Choose a Twitter hashtag you're interested in and save it in the `hashtag` variable below.

In [None]:
# Your answer here
hashtag = "mentalhealth"

In [None]:
N = 500

In [None]:
import pandas as pd
pd.set_option('display.max_colwidth', 150)

months = ["202012", "202011", "202010", "202009", "202008", "202007", 
          "202006", "202005", "202004", "202003", "202002", "202001"]

df = pd.DataFrame()
for month in months:
    dftmp = pd.read_csv("classdata/tweets/tweets_{}_{}.csv".format(hashtag, month), sep="\t", quoting=3)
    
    ##############################################
    # Create a random sample of N rows.
    ##############################################
    if len(dftmp) > N:
        dftmp = dftmp.sample(n=N)
    ##############################################
    
    df = pd.concat([df, dftmp])
    print("{}: {:,}".format(month, len(dftmp)))

print("Total number of tweets in df: {:,}\n".format(len(df)))

df.user_name = df.user_name.astype(str)
df.text = df.text.astype(str)

df

Check if there are any duplicates in the `text` column.

In [None]:
df.text.value_counts()

Remove duplicates in the `text` column, if any. 

In [None]:
df = df.drop_duplicates(["text"], keep="first").copy()

In [None]:
df.text.value_counts()

In [None]:
df.info()

## Preparing Data for Modeling

In [None]:
from nltk.corpus import stopwords
import string 

global_stopwords = stopwords.words("english")
^^^^^^^^
STATED PROBLEM A: In the hashtag notebook, why would some monthly files keep all of their rows instead of being cut down to a sample? Answer in one to three sentences.
STATED PROBLEM B: Echo the part of the hashtag notebook that opens with the words containing "df = pd.concat([df, dftmp])" and closes with "df.text = df.text.astype(str)".

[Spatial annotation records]
^^^^^^^^
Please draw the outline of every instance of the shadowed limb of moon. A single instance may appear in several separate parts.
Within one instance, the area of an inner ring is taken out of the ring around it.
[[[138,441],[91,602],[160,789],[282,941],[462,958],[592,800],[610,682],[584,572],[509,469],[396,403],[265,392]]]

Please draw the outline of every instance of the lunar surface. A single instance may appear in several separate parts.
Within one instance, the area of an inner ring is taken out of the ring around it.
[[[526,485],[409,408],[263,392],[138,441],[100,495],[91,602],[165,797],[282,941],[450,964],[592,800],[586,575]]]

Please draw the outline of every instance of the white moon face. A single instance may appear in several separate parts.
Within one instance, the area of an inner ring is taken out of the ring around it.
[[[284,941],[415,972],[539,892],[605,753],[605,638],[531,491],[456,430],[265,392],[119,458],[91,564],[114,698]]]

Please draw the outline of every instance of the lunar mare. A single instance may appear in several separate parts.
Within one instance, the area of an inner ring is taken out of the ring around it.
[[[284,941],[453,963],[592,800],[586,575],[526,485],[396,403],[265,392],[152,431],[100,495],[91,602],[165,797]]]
^^^^^^^^
COMPLETE RESPONSE A: The sampling line runs only when the month's file has more than N rows, and N is set to 500. A file with 500 rows or fewer skips the `sample` call, so all of its rows are added to `df`.

COMPLETE RESPONSE B:
df = pd.concat([df, dftmp])
    print("{}: {:,}".format(month, len(dftmp)))

print("Total number of tweets in df: {:,}\n".format(len(df)))

df.user_name = df.user_name.astype(str)
df.text = df.text.astype(str)